━━━━━ Exercise material

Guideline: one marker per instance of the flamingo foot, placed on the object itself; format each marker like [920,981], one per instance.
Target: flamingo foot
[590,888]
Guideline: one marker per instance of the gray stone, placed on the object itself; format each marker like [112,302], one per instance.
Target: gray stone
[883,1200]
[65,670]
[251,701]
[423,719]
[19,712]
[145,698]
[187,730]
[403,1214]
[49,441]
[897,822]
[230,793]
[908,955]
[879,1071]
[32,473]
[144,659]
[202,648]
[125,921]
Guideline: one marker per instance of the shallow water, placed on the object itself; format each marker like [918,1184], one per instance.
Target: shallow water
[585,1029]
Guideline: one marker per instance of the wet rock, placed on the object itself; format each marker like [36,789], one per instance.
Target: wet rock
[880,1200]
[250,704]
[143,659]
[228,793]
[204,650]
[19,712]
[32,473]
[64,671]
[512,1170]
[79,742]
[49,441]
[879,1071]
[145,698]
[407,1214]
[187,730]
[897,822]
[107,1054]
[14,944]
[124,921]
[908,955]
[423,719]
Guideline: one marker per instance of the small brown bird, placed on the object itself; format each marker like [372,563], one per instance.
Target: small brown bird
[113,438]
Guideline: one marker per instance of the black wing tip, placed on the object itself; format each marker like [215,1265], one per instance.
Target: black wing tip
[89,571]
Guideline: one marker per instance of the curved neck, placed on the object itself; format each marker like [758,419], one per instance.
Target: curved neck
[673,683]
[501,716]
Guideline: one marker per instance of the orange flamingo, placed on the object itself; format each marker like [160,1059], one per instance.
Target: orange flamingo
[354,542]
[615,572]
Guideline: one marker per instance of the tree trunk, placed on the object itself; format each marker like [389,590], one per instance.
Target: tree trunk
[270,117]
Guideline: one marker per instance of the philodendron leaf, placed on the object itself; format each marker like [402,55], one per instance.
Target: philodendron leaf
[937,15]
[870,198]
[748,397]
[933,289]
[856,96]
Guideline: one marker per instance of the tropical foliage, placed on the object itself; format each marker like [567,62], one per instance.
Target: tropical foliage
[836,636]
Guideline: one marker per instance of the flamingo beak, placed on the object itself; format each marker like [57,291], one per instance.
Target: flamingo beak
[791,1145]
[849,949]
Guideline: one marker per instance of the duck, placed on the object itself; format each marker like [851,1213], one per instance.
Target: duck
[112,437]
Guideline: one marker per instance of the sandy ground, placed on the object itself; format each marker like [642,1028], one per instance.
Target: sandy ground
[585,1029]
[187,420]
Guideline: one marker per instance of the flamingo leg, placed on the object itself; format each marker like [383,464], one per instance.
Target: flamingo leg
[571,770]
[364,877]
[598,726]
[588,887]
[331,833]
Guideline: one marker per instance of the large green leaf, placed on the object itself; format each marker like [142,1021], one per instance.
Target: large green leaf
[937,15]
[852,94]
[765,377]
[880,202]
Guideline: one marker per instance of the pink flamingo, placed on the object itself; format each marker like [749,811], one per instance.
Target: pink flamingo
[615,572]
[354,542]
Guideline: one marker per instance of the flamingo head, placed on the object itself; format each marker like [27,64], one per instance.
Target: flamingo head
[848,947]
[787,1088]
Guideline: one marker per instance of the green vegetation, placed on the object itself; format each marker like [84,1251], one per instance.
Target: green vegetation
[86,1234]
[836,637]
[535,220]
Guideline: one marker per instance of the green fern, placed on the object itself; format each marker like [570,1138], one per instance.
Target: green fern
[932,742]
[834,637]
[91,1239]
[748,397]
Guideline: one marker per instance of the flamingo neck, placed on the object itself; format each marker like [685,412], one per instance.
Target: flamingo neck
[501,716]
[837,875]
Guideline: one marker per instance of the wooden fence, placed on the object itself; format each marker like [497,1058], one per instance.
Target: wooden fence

━━━━━━━━━━

= What is expected =
Starting with the line that contains "[84,1251], one per instance." and continuing through the last line of the material, write out those lines as a numbered list, leaving out any blank lines.

= Result of this exercise =
1. Guideline: one marker per instance of the green vegetation, placed on the object itself; format each marker like [84,1251], one per instance.
2. Target: green vegetation
3. [86,1234]
4. [836,637]
5. [535,220]
6. Guideline: one marker per instance of the green fern, placed on the object itself; format each marker like [570,1138], one per instance.
7. Target: green fern
8. [932,742]
9. [834,637]
10. [91,1239]
11. [748,397]
12. Guideline: one marker per instance of the flamingo neck, placed on the object itself; format each marker like [685,412], one per instance.
13. Target: flamingo neck
14. [501,716]
15. [837,875]
16. Guideline: one marker per instance of the wooden fence, placed on the object itself; format each marker like [497,1058], one per instance.
17. Target: wooden fence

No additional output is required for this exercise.